───── Source text

Updated: Sep 20, 2020


Representational image Creative Commons


As I sit out and watch the rain drip from the balcony , I wait for the cup of tea to join me and my restless mind. It has been gloomy, not just the weather but the climate.


Many people have been dying because of the coronavirus. I see doctors post videos and pictures of themselves, I see others post about doctors and how it is taking a toll on them, not just physically, but mentally too. So many deaths, the last three years have been very weird. Chester Bennington died by hanging himself. They say he struggled with drug abuse but what he must have gone through, nobody really knows apart from him. How depression has killed more people than suicides or even accidents, nobody realises. And when the following year Avicii cut himself followed by the news of Sushant Singh Rajput hanging himself, I think that was the last straw.


I have had a hard time dealing with all the posts, and I’ve shed a few tears here and there when I watch them perform. But the looming question here that everybody has addressed for a week into these deaths is their mental health. Only a week.


These are thoughts I’m engulfed in when my dad asks me why I haven’t taken a sip of my tea which I’ve been holding in my hand, halfway for the past five minutes. “I’m telling you, it was because of his girlfriend. She must’ve done this because of that director too,” I hear my mother say as my father nods in agreement.

──────────

## Problem requirements
Write the next passage of the personal piece on mental health and celebrity deaths, starting right after its last sentence.

───── Data supplied

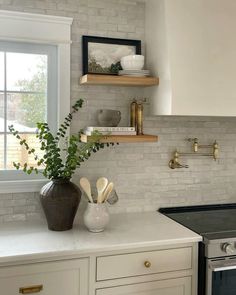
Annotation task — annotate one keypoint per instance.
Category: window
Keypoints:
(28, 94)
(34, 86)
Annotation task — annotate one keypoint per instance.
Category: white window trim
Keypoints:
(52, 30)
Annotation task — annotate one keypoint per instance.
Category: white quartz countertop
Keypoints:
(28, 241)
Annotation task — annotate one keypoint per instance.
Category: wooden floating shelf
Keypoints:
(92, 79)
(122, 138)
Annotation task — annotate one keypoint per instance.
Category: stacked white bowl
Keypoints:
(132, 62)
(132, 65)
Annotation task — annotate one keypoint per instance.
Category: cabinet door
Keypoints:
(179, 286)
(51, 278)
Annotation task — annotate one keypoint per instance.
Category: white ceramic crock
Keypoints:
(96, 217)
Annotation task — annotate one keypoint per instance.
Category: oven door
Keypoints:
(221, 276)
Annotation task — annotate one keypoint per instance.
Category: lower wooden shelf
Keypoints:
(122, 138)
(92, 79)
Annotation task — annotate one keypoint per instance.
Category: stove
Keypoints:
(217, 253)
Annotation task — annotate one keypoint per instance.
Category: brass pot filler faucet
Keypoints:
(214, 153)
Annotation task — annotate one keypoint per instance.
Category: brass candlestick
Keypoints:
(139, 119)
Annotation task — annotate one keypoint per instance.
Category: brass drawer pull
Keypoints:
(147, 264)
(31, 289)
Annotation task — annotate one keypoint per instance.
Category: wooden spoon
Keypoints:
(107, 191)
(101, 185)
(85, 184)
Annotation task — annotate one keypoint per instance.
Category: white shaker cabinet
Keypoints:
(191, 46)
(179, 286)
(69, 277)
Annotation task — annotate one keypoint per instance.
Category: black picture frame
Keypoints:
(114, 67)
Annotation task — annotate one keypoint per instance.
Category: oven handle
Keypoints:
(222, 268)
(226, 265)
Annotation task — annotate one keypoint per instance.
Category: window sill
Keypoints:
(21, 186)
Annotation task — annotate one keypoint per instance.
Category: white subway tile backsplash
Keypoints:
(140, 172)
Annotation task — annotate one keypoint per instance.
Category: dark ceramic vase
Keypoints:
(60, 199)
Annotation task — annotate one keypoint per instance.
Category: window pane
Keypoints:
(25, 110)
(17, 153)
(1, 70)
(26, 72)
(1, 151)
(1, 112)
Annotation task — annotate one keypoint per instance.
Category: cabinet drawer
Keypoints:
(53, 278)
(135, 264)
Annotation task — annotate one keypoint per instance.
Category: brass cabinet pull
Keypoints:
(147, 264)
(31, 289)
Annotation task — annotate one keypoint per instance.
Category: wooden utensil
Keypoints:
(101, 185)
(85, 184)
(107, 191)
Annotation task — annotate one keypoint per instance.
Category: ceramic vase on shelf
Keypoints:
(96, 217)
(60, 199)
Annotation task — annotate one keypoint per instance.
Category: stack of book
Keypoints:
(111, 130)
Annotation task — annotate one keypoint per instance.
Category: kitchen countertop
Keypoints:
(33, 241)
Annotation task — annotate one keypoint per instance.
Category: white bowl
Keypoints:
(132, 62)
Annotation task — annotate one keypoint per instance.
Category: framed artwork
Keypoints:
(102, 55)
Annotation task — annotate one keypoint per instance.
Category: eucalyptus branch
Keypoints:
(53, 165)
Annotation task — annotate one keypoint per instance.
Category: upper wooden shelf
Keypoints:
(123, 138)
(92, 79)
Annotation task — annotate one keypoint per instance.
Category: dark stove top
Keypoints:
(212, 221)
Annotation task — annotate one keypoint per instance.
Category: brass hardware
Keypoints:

──────────

## Final answer
“You don’t know…” I trail off as I realize that I spoke out loud.


“What?” they turn towards me.


“What do we not know?”


“He committed suicide because of deteriorating mental health that he thought nobody could help him with,” I said.


“Yeah, but his girlfriend definitely murdered him. I saw those youtube videos on it,” my mother says.


“But he committed suicide.”


“But why? Depression doesn’t kill anyone, and he was great in studies too, such a brilliant boy,” my father chimes in.


I was going to have this conversation with them for the umpteenth time, but this time I was better read. I don’t know how that will help me, but I will charge head-on. I will not stigmatize it like the rest of 'em.


Based on real conversations by real people.